→ Raw records:
::::::::::

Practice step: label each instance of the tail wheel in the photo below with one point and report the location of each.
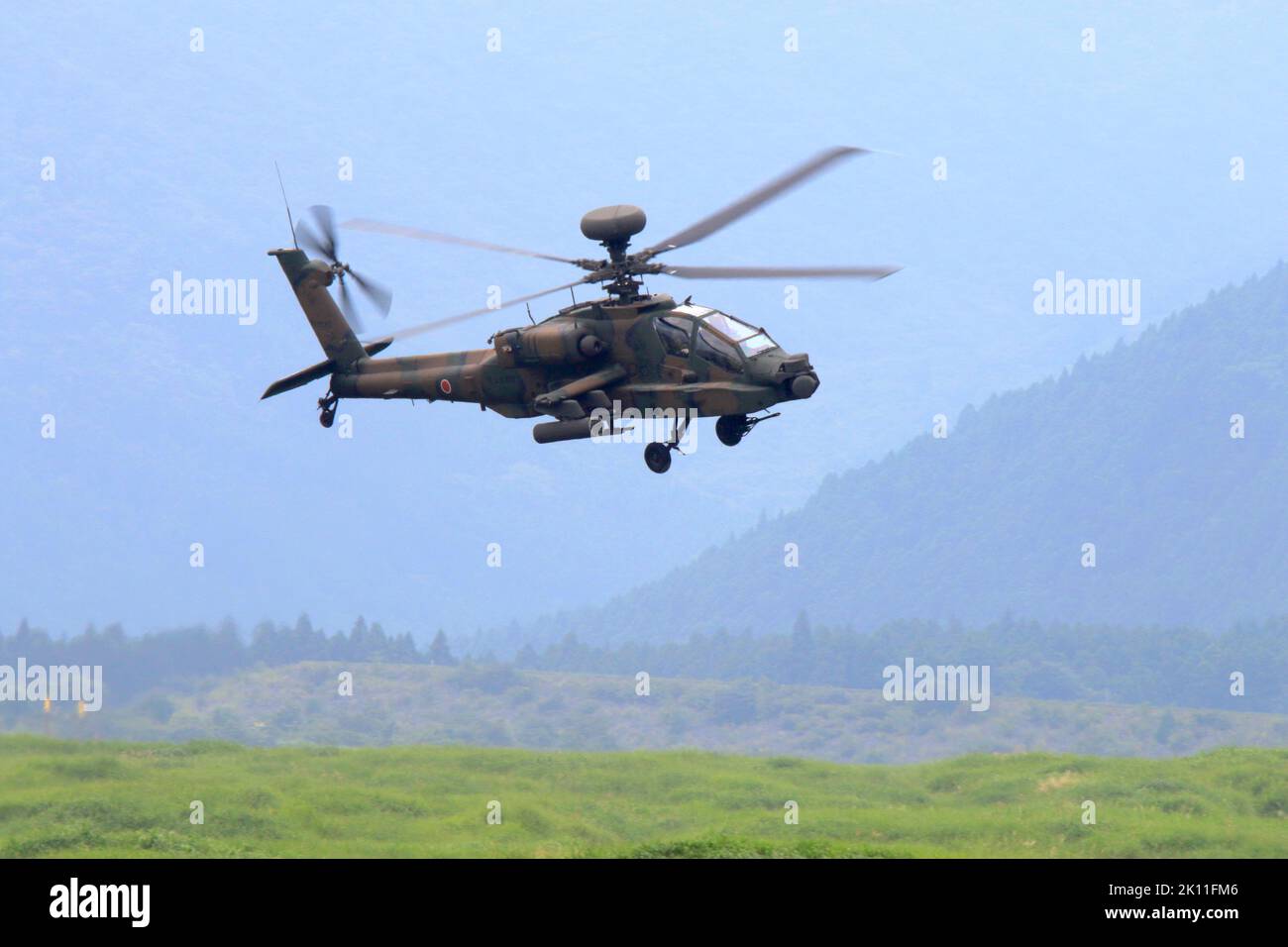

::::::::::

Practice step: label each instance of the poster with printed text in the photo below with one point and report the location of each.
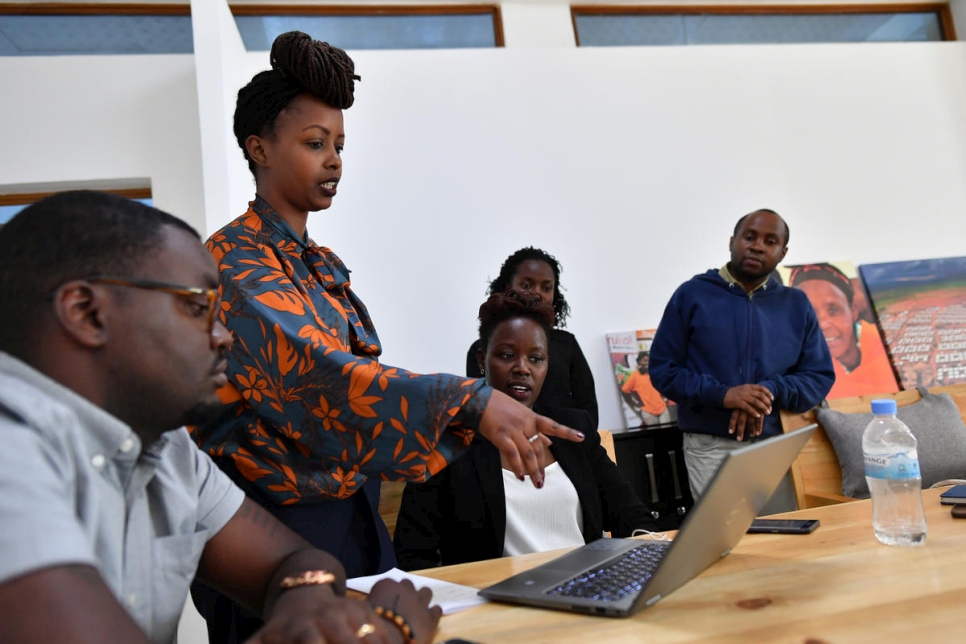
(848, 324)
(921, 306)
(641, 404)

::::::::::

→ Your instructions:
List each line of the listing above that contains the word "with". Letter case counts.

→ Solution to this problem:
Practice step: label each instance of the tail wheel in the photo below with one point and report the location of each.
Practice step: label each instance of the poster with printed text in the photo below with one point and report the location of each.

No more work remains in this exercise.